*Region outline rows:*
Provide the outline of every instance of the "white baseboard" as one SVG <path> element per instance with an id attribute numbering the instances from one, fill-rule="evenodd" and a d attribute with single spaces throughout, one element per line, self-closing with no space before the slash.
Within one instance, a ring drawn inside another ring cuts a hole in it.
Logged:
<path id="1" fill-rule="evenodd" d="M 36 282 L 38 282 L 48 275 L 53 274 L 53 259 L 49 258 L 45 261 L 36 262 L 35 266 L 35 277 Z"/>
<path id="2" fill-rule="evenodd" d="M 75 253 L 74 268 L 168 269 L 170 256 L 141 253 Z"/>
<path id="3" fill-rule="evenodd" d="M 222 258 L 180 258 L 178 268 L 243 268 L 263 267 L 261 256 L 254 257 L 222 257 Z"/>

*WORK INSTRUCTIONS:*
Copy each row above verbatim, line by line, changing no character.

*WRITTEN ANSWER:*
Provide the outline of every instance of the "white baseboard" as one SVG <path> element per instance with an id attribute numbering the instances from one, fill-rule="evenodd" and a d attribute with single spaces throughout, one element per line, self-closing with no space before the slash.
Within one instance, a ring drawn inside another ring cuts a hole in it.
Logged:
<path id="1" fill-rule="evenodd" d="M 36 282 L 38 282 L 48 275 L 53 274 L 53 259 L 49 258 L 45 261 L 36 262 L 35 266 L 35 277 Z"/>
<path id="2" fill-rule="evenodd" d="M 75 253 L 74 268 L 168 269 L 170 256 L 141 253 Z"/>
<path id="3" fill-rule="evenodd" d="M 222 258 L 180 258 L 178 268 L 243 268 L 263 267 L 261 256 L 254 257 L 222 257 Z"/>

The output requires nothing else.